Start of SUPPLIED MATERIAL
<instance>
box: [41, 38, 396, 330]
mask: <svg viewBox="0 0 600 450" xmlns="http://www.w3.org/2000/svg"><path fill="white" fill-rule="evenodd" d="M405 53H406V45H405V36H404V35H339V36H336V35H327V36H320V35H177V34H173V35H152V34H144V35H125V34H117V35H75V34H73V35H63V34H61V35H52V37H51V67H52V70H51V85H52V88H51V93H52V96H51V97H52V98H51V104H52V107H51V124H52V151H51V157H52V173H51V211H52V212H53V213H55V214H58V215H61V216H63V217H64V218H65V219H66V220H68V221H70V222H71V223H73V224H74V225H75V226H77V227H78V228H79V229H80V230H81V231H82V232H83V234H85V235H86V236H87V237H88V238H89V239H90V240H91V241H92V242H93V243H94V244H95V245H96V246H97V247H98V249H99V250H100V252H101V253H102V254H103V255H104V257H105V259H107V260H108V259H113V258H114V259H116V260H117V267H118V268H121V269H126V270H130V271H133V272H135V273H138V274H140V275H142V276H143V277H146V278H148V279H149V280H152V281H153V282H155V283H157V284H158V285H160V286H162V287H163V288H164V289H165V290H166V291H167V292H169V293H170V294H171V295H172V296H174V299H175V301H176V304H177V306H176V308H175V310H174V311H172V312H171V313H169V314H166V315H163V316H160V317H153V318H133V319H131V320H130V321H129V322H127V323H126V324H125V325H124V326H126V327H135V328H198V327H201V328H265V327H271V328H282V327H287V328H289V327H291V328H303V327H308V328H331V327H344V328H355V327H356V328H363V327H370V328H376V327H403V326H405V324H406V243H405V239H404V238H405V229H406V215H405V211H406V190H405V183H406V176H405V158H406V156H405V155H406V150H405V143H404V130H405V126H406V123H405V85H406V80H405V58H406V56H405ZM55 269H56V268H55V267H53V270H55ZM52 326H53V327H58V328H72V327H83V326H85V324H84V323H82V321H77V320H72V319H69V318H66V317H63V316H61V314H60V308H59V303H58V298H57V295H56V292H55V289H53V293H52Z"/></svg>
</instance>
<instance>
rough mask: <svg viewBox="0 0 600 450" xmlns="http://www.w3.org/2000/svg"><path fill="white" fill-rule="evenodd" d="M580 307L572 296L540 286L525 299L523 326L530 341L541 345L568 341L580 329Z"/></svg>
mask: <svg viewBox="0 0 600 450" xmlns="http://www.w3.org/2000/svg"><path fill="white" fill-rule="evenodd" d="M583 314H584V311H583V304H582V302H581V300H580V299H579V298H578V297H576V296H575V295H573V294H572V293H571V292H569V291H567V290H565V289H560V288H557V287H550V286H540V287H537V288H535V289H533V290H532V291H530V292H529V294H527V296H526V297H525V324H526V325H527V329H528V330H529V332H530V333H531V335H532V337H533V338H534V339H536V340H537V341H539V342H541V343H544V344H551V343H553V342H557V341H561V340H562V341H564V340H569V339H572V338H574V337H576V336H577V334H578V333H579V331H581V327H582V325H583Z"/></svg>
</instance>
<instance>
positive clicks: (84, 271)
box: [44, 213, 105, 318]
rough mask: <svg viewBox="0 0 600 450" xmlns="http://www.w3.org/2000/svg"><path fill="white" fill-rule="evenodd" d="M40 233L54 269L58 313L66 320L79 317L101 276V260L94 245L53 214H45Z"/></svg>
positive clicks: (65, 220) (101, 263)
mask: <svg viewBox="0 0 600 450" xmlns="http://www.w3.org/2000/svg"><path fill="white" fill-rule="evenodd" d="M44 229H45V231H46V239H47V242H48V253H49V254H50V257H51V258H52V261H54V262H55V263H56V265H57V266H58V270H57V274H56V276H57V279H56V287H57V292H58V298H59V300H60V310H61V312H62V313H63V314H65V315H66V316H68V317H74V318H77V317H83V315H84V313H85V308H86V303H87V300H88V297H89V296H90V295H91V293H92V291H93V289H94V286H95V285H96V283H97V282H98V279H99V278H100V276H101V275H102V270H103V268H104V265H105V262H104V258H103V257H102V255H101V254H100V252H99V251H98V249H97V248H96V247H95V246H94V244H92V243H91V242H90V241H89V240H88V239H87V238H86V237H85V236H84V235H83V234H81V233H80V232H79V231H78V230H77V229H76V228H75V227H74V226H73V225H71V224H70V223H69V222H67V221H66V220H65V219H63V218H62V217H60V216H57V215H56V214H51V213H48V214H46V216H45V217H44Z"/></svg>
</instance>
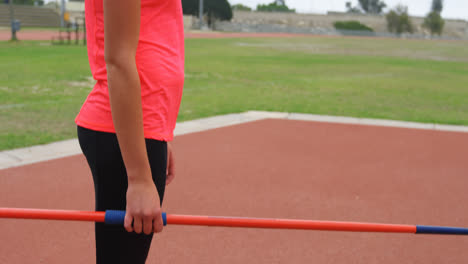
End of SUPPLIED MATERIAL
Set down all of the entries exactly as they stand, without any image.

<instance>
box: [41, 38, 396, 330]
mask: <svg viewBox="0 0 600 450" xmlns="http://www.w3.org/2000/svg"><path fill="white" fill-rule="evenodd" d="M405 53H406V45H405V36H404V35H339V36H336V35H327V36H320V35H177V34H173V35H152V34H144V35H125V34H117V35H75V34H73V35H63V34H61V35H52V37H51V67H52V70H51V85H52V88H51V93H52V96H51V97H52V98H51V104H52V107H51V124H52V151H51V157H52V173H51V211H52V212H53V213H55V214H58V215H61V216H63V217H64V218H65V219H66V220H68V221H70V222H71V223H73V224H74V225H75V226H77V227H78V228H79V229H80V230H81V231H82V232H83V234H85V235H86V236H87V237H88V238H89V239H90V240H91V241H92V242H93V243H94V244H95V245H96V246H97V247H98V249H99V250H100V252H101V253H102V254H103V255H104V257H105V259H107V260H108V259H113V258H114V259H116V260H117V267H118V268H121V269H126V270H130V271H133V272H135V273H138V274H140V275H142V276H143V277H146V278H148V279H149V280H152V281H153V282H155V283H157V284H158V285H160V286H162V287H163V288H164V289H165V290H166V291H167V292H169V293H170V294H171V295H172V296H174V299H175V301H176V304H177V306H176V308H175V310H174V311H172V312H171V313H169V314H166V315H163V316H160V317H153V318H133V319H131V320H130V321H129V322H127V323H126V324H125V325H124V326H126V327H135V328H198V327H201V328H265V327H271V328H282V327H287V328H289V327H291V328H303V327H308V328H331V327H344V328H355V327H356V328H363V327H370V328H376V327H403V326H405V324H406V243H405V239H404V238H405V229H406V215H405V211H406V190H405V183H406V176H405V158H406V156H405V155H406V150H405V143H404V130H405V126H406V123H405V85H406V80H405V58H406V56H405ZM55 269H56V268H55V267H53V270H55ZM52 326H53V327H58V328H72V327H83V326H85V324H84V323H82V321H77V320H72V319H69V318H66V317H63V316H61V314H60V308H59V303H58V298H57V295H56V292H55V289H53V293H52Z"/></svg>
</instance>
<instance>
rough mask: <svg viewBox="0 0 600 450" xmlns="http://www.w3.org/2000/svg"><path fill="white" fill-rule="evenodd" d="M580 307L572 296L540 286L525 299L523 326L530 341L541 345L568 341L580 329Z"/></svg>
mask: <svg viewBox="0 0 600 450" xmlns="http://www.w3.org/2000/svg"><path fill="white" fill-rule="evenodd" d="M583 314H584V311H583V304H582V302H581V300H580V299H579V298H578V297H576V296H575V295H573V294H572V293H571V292H569V291H567V290H565V289H560V288H557V287H550V286H540V287H537V288H535V289H533V290H532V291H530V292H529V294H527V296H526V297H525V324H526V325H527V329H528V330H529V332H530V333H531V335H532V337H533V338H534V339H536V340H537V341H539V342H541V343H544V344H551V343H553V342H557V341H561V340H562V341H564V340H569V339H572V338H574V337H576V336H577V334H578V333H579V331H581V327H582V325H583Z"/></svg>
</instance>
<instance>
positive clicks: (84, 271)
box: [44, 213, 105, 318]
rough mask: <svg viewBox="0 0 600 450" xmlns="http://www.w3.org/2000/svg"><path fill="white" fill-rule="evenodd" d="M40 233L54 269L58 313L66 320L79 317L101 276V260L94 245L53 214H45Z"/></svg>
positive clicks: (65, 220) (101, 263)
mask: <svg viewBox="0 0 600 450" xmlns="http://www.w3.org/2000/svg"><path fill="white" fill-rule="evenodd" d="M44 229H45V231H46V239H47V242H48V253H49V254H50V257H51V258H52V261H54V262H55V263H56V265H57V266H58V270H57V274H56V276H57V279H56V287H57V292H58V298H59V300H60V310H61V312H62V313H63V314H65V315H66V316H68V317H74V318H77V317H83V315H84V313H85V308H86V303H87V300H88V297H89V296H90V295H91V293H92V291H93V289H94V286H95V285H96V283H97V282H98V279H99V278H100V276H101V275H102V270H103V268H104V265H105V262H104V258H103V257H102V255H101V254H100V252H99V251H98V249H97V248H96V247H95V246H94V244H92V243H91V242H90V241H89V240H88V239H87V238H86V237H85V236H84V235H83V234H81V233H80V232H79V231H78V230H77V229H76V228H75V227H74V226H73V225H71V224H70V223H69V222H67V221H66V220H65V219H63V218H62V217H60V216H57V215H56V214H51V213H48V214H46V216H45V217H44Z"/></svg>
</instance>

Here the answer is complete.